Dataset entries
========================================

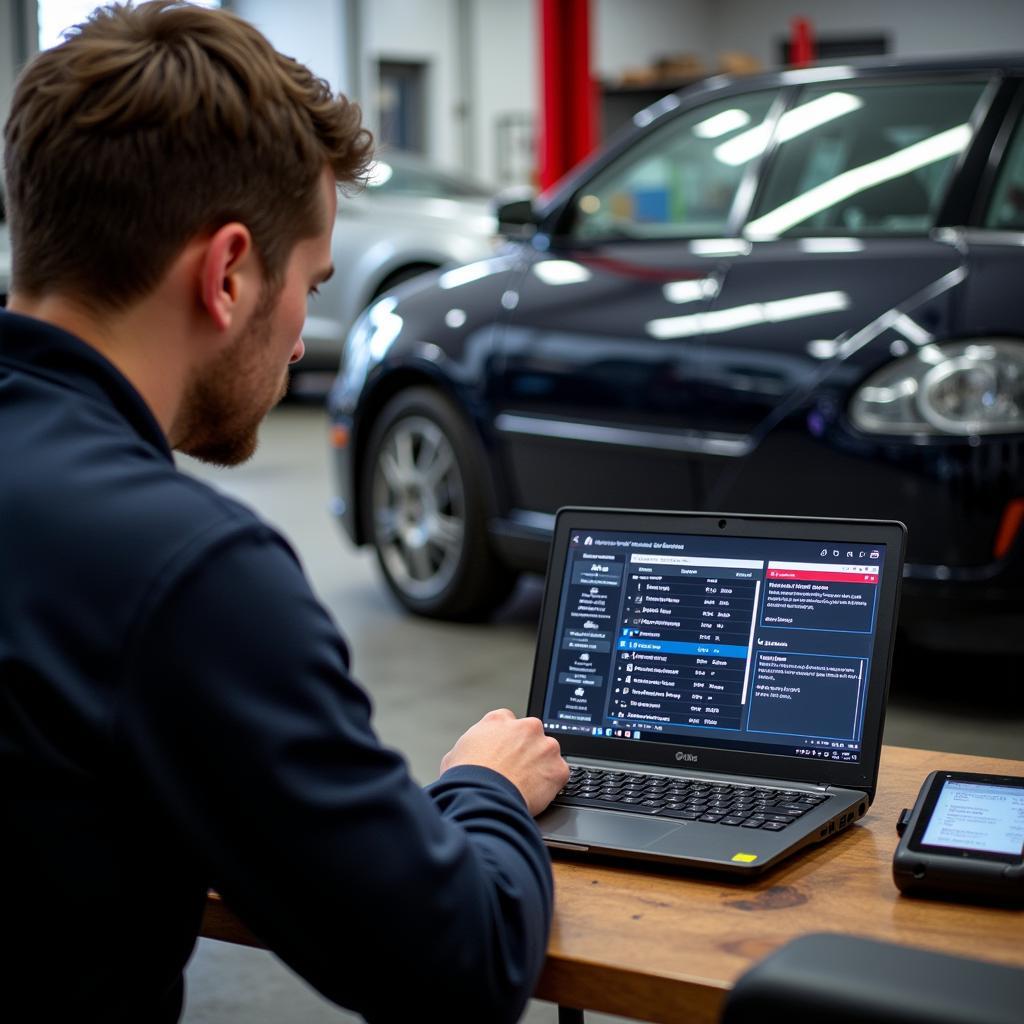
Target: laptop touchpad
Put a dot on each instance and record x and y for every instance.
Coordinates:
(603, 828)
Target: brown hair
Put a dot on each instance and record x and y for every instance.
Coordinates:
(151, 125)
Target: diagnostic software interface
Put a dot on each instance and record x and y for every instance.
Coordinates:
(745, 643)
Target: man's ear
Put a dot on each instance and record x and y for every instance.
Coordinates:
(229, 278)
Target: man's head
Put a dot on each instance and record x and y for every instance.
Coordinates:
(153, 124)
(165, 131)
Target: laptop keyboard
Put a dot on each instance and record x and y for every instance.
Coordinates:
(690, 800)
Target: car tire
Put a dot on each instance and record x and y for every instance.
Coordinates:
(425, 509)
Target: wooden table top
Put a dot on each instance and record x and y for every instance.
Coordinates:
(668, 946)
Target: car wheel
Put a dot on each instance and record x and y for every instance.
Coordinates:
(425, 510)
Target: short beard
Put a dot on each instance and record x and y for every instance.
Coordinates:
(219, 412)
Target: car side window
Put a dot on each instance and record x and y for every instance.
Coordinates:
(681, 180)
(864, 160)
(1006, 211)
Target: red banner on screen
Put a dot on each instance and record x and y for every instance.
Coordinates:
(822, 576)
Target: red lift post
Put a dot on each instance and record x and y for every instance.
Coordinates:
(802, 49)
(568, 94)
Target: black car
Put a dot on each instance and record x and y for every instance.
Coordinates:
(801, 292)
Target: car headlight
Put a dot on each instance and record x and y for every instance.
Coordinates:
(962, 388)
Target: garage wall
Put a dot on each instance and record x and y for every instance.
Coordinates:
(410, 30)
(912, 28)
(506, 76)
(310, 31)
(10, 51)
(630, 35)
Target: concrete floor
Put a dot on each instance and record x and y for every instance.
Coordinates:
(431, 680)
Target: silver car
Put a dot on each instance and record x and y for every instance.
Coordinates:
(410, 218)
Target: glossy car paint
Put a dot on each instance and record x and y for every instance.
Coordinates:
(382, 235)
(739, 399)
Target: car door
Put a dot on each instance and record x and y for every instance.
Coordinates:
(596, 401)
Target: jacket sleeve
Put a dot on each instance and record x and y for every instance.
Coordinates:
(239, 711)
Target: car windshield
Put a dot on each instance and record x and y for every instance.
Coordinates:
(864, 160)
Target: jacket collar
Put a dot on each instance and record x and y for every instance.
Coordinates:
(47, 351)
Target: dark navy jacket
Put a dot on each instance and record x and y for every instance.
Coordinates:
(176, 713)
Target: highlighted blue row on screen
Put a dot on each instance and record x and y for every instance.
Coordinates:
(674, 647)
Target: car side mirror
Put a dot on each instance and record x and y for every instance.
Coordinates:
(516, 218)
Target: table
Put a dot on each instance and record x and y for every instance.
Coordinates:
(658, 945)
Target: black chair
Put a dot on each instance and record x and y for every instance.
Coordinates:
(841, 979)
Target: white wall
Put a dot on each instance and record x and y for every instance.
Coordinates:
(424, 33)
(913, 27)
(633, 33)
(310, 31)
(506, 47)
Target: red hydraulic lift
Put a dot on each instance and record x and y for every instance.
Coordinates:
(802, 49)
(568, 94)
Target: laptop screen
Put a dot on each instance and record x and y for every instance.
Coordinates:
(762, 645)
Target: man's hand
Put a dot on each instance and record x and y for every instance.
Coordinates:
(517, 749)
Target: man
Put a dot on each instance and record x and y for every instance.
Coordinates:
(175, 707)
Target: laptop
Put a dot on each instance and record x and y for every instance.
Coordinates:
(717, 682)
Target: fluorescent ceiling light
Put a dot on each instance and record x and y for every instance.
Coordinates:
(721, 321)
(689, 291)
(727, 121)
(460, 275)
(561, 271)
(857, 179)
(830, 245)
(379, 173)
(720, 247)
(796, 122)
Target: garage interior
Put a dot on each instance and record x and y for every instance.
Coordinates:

========================================

TASK BRIEF:
Without the pictures, copy all of the entries exactly as they appear.

SOLUTION TO THIS EXERCISE:
Target: laptop touchpad
Put a dot on each instance and record x and y for every instance.
Coordinates:
(603, 828)
Target: brown hair
Put a dot on each instance and record x and y for every instance.
Coordinates:
(151, 125)
Target: diagnostic software interface
Put a dot on each instance and record x and y for every instance.
Coordinates:
(745, 643)
Target: man's ear
Put a dot on each instance and record x and y for every instance.
Coordinates:
(229, 278)
Target: man's head
Put a dot on each instance and record x and y for every instance.
Coordinates:
(153, 124)
(165, 131)
Target: laptop keyboard
Put a dot on each instance and record x and y for every instance.
Coordinates:
(690, 800)
Target: car tire
Put a dot on each instance and record x and y for every instance.
Coordinates:
(425, 509)
Target: wooden table top
Put a dot on each instance and record x and y for every instance.
Coordinates:
(668, 946)
Target: car wheel
Put a dot on each instance and record x and y for every instance.
Coordinates:
(425, 510)
Target: short beard
Put a dot on each instance and record x and y for every instance.
Coordinates:
(219, 412)
Target: car side window
Put a dot on each instance and record x and y for every instance.
Coordinates:
(681, 180)
(864, 160)
(1006, 211)
Target: red banner on screen
Put a dot on each instance and record x and y for every instance.
Coordinates:
(822, 576)
Target: red lift post
Put a dot on each instance and record x and y for every instance.
Coordinates:
(802, 49)
(568, 94)
Target: black car
Put a dot on each instance and record x and y for every instance.
Coordinates:
(801, 292)
Target: car headlight
Put a dot on each instance and record x and y for every instance.
Coordinates:
(962, 388)
Target: garage wall
Put a dot on each instance and record x and y for every instance.
Coordinates:
(410, 30)
(912, 28)
(506, 76)
(310, 31)
(10, 51)
(630, 35)
Target: concrete floor
Put a dot on each instance and record x and y for every instance.
Coordinates:
(431, 680)
Target: silver car
Put a dot on each instance and record x and y for every instance.
Coordinates:
(410, 218)
Target: glossy car paint
Put a dot on each instance and record x and y for every instance.
Coordinates:
(382, 235)
(739, 399)
Target: car door
Put a dot on each instance and record x and y for every instance.
Coordinates:
(596, 401)
Target: jacket sleeve
Put a dot on each instance and record x and y for every instance.
Coordinates:
(239, 711)
Target: car windshield
Put a dot on each instance and record x and y for every instance.
Coordinates:
(864, 160)
Target: jacket collar
Put a dot on each instance and record x and y for every instance.
Coordinates:
(47, 351)
Target: dark navy jacket
Put a dot on each instance and record x and y for every instance.
Coordinates:
(176, 713)
Target: highlighted blue row on screen
Put a dot on each instance and record x and y for every instance.
Coordinates:
(674, 647)
Target: car side mirror
Put a dot on each instance and record x and y for every instance.
Coordinates:
(516, 218)
Target: table
Put a dot on each instance and record x and y for every instance.
Coordinates:
(658, 945)
Target: black chair
Put a dot on each instance and record x and y for every instance.
Coordinates:
(841, 979)
Target: white wall
Put a dot on each instance and record x and y for every instance.
Coordinates:
(424, 33)
(913, 27)
(633, 33)
(310, 31)
(506, 47)
Target: red hydraulic lift
Put a dot on each instance and record x and y for every instance.
Coordinates:
(802, 49)
(568, 94)
Target: laptop screen
Put a dot on each instance and record x and y for every instance.
Coordinates:
(762, 645)
Target: man's hand
Put a dot on each instance and record x and y for every instance.
Coordinates:
(517, 749)
Target: man
Put a dot on each instance and record x and y for every instance.
Coordinates:
(175, 707)
Target: laptop
Put a dot on each instance and record x and y for every instance.
Coordinates:
(717, 682)
Target: fluorescent ceiling light
Put a dot on each instance and record x and y for every instance.
Coordinates:
(721, 321)
(689, 291)
(727, 121)
(460, 275)
(561, 271)
(857, 179)
(830, 245)
(379, 173)
(720, 247)
(796, 122)
Target: garage interior
Put a dot on each instance and record x and y for every instance.
Coordinates:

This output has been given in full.